And that also leads back to another big question I had around data:
Of course, none of that answers how such a device will connect to the cloud which will clearly be required here. A WiFi device seemingly doesn't make sense since it would be a huge pain to set up over and over again if you did take it with you (perhaps especially without a screen!). Perhaps it tethers to your phone, but there will be trade-offs there. Or maybe it comes with its own connection – the old, original Amazon Kindle approach. With the right partners, this could work, though again, whose paying for that bandwidth?
If the team (rationally) assumes that everyone would still have their phone with them alongside this new device – and certainly not including a screen on this device will necessitate that – the easiest thing would be to tether to the phone, obviously. But there are also issues there when you don't fully control the phone, just ask Mark Zuckerberg for this thoughts on that topic... Back to the FT:
The goal is to improve the “smart speakers” of the past decade, such as Amazon’s Echo speaker and its Alexa digital assistant, which are generally used for a limited set of functions such as listening to music and setting kitchen timers.

Records supplied:

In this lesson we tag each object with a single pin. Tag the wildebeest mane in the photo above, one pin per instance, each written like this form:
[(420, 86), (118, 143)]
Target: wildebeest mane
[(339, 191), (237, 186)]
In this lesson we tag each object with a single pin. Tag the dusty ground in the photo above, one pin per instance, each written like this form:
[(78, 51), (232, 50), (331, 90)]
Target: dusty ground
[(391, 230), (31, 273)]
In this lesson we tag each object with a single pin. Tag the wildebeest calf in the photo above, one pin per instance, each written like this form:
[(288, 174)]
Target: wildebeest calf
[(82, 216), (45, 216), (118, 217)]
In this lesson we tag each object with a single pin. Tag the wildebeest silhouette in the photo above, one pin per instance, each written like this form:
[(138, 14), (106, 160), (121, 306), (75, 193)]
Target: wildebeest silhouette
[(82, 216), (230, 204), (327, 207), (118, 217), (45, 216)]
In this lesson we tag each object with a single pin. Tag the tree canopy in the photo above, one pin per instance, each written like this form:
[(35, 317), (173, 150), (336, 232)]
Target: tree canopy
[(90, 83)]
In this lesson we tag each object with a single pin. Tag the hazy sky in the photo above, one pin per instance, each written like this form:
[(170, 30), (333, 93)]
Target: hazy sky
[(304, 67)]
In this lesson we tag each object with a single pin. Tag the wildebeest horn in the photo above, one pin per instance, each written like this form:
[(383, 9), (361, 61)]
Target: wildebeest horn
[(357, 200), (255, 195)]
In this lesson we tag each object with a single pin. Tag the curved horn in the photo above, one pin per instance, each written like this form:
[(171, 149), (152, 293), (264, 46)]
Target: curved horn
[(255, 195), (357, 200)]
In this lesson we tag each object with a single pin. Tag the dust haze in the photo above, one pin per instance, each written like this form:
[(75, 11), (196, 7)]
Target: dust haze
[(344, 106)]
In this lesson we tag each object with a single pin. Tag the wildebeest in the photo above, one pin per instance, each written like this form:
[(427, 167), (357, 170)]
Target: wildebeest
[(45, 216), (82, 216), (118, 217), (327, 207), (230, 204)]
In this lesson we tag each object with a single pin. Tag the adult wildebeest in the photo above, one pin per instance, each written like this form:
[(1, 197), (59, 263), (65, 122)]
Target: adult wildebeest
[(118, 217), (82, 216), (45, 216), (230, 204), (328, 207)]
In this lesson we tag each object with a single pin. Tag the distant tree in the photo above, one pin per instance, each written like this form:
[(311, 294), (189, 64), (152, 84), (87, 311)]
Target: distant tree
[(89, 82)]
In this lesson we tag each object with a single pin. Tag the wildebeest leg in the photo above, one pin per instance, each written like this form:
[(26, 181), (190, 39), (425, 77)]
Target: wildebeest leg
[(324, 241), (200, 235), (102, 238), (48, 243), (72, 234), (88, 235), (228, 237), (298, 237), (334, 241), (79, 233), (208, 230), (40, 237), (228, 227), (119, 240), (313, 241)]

Work item: Condense the paragraph in the excerpt that begins "Of course, none of that answers" into a short bulleted list that keeps its main facts.

Your solution:
- The device will clearly need a cloud connection, and how it will connect remains open.
- WiFi seems impractical: setting it up again and again when the device is carried around would be a major hassle, especially without a screen.
- Tethering to a phone is possible but involves trade-offs.
- A built-in connection of its own, as with the original Amazon Kindle, could work with the right partners, but it is unclear who would pay for the bandwidth.